Extract provided =>
[start]

Comrade Nelson ‘Nana’ Mahomo was a founding member of the Pan Africanist Congress of Azania and an architect of the Sharpville Uprisings. On 1 June 2014 he passed away. He leaves behind a family, friends, fellow visionaries, a proud history and an as yet unfulfilled vision for Azania.
On the eve of an historic event in South Africa which exploded the myth that Africans would remain slaves of apartheid colonialism forever, Robert Mangaliso Sobukwe, the founding president of the Pan Africanist Congress of Azania (PAC), despatched three members of his PAC National Executive Council (NEC) outside of the country. They were Peter N. Raboroko, Peter H. ‘Molotsi and Nelson ‘Nana’ Mahomo. These PAC leaders were the first from South Africa to meet President Kwame Nkrumah of Ghana. They operated from his country, spreading their liberation message throughout the world.
Veteran ‘Nana’ Mahomo, then about 30 years of age, was one of the architects of the national campaign called the ‘Positive Action Campaign’. Its results demonstrate its uniqueness.

[end]

Please rewrite the tribute to Nana Mahomo from the words "Comrade Nelson ‘Nana’" through the words "vision for Azania.", substituting "died" for "passed away".

Data listing =>
[start]

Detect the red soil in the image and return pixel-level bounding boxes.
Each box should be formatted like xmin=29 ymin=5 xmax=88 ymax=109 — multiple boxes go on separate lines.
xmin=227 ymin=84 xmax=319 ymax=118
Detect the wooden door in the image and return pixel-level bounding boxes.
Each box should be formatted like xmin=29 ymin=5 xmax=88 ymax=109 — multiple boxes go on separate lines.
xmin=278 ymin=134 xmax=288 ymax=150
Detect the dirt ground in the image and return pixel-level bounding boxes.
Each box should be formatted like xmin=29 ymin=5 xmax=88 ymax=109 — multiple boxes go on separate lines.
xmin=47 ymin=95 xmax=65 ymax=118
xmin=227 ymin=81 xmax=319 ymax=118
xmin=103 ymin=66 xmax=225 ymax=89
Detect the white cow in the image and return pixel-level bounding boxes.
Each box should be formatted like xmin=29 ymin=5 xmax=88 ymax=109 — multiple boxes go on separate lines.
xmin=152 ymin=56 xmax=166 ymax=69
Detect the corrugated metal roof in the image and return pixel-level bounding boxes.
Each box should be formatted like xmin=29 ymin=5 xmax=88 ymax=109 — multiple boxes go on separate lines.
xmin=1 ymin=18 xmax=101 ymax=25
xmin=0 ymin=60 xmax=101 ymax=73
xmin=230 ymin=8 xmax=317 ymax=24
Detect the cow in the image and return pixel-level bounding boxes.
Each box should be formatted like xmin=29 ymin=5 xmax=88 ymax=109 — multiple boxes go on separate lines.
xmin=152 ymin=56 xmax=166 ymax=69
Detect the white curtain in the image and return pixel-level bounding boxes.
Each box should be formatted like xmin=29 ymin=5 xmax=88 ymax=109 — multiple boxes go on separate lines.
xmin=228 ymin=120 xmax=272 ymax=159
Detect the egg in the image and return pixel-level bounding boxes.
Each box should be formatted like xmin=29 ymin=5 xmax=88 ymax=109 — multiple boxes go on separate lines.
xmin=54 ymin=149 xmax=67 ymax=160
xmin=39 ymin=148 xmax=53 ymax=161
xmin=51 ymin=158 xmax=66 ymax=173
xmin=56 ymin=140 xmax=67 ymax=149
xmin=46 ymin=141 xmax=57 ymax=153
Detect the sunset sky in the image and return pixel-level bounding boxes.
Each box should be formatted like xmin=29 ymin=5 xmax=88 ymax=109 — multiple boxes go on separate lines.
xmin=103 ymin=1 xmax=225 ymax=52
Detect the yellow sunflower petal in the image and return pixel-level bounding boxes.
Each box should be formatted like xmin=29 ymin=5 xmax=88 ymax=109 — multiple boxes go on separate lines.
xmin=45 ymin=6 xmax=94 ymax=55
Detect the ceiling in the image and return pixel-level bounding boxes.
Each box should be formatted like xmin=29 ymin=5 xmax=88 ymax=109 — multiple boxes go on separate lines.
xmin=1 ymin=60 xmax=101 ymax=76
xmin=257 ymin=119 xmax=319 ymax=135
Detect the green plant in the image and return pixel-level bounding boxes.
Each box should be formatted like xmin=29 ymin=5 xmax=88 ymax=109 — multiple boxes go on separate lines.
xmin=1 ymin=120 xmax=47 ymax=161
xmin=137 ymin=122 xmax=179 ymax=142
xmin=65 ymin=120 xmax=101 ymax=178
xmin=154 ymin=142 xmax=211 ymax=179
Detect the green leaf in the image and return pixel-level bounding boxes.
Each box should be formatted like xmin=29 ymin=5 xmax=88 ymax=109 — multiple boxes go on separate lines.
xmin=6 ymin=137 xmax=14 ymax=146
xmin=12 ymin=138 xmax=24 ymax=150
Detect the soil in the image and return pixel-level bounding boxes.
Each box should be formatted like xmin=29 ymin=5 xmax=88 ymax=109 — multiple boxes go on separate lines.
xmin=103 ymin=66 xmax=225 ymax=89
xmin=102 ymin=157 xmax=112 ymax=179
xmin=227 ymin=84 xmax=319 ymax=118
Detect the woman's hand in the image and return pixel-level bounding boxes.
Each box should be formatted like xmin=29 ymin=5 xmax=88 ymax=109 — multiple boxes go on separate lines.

[end]

Completed task =>
Comrade Nelson ‘Nana’ Mahomo was a founding member of the Pan Africanist Congress of Azania and an architect of the Sharpville Uprisings. On 1 June 2014 he died. He leaves behind a family, friends, fellow visionaries, a proud history and an as yet unfulfilled vision for Azania.